### TASK REQUIREMENTS:
A - Reproduce, word for word, the passage of the post about rapid blood sugar drops starting at "So I’ve been" and ending at "understand the issue.".
B - Using the post about rapid blood sugar drops, answer the following:
(i) Which two doctors told the writer "well you're not going low"?
(ii) What drop in blood sugar, and over what time span, does the writer say they can handle?
(iii) What would make it possible for the writer to take an extra break at work?
C - Extend the post about rapid blood sugar drops, beginning after its final sentence.

**** DOCUMENT TEXT ****

So I’ve been wondering about something. When you’re trying to get your FBG down from 400 with insulin and your levels drop a couple hundred points very fast, why don’t doctors seem to acknowledge that even though your blood sugar isn’t technically low it’s possible to feel like garbage. The ER doc I talked to last week and now my Endo just said “well you’re not going low”. NSS, but tell my body that. I know what is going on so please don’t try to educate me on that. I just want to know if doctors think that you can just drop like that and feel okay. I can handle dropping from 500 to 250 over a few hours. It’s times when I’m at work and I suddenly feel like my BG has bottomed out that I can’t handle. I’m not allowed to just stop working and go take an extra break. If a doctor put in the paperwork I could, but they don’t seem to understand the issue.

**** RECORD SET ****

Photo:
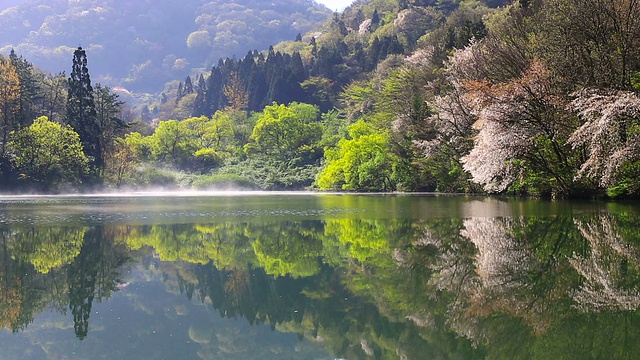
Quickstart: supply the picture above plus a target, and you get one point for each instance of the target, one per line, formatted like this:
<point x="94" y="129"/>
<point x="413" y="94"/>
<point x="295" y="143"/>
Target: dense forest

****

### RESPONSES PER TASK:
A -
So I’ve been wondering about something. When you’re trying to get your FBG down from 400 with insulin and your levels drop a couple hundred points very fast, why don’t doctors seem to acknowledge that even though your blood sugar isn’t technically low it’s possible to feel like garbage. The ER doc I talked to last week and now my Endo just said “well you’re not going low”. NSS, but tell my body that. I know what is going on so please don’t try to educate me on that. I just want to know if doctors think that you can just drop like that and feel okay. I can handle dropping from 500 to 250 over a few hours. It’s times when I’m at work and I suddenly feel like my BG has bottomed out that I can’t handle. I’m not allowed to just stop working and go take an extra break. If a doctor put in the paperwork I could, but they don’t seem to understand the issue.

B -
(i) The ER doc the writer talked to last week and the writer's Endo.
(ii) A drop from 500 to 250 over a few hours.
(iii) A doctor putting in the paperwork.

C -
Charmaine Palmer It is so true. My body was high for over a year and now any thing under 12 (aussie readings, not sure of conversion) is low for me. Just treat ur body to what u think and it will slowly get use to drops.
Julie Freedman I wish there were more doctors who are type 1 or even type 2 themselves ( not that I am wishing this disease on anyone, but you know what I mean)so they could really know how it feels to have high blood sugar and low blood sugar. My Endo said I felt low even when My level was around 200 because my body got used to a higher number (400 or more after taking cortisone shot) but that in time I would adjust.
Melissa Noderer T2 here: My endocrinologist warned me about pseudo-hypoglycemia and told me it feels every bit as real as a true low (under 70).
He prefers patients to lower blood sugars gradually over a period of time rather than ‘“crash coursing it”
Debbie Morrissey Mason Anthony Morris I agree with you- if I’m 400 I start with 1-2 units and increase my Basel for an hour is two. It’s a smoother transition than taking 3 all at once. If you drop that fast you may want to start eating fast acting carbs and go back up! Then your rebounding and possibly stacking insulin. Definitely I do what works for me! Slow and steady feels much better!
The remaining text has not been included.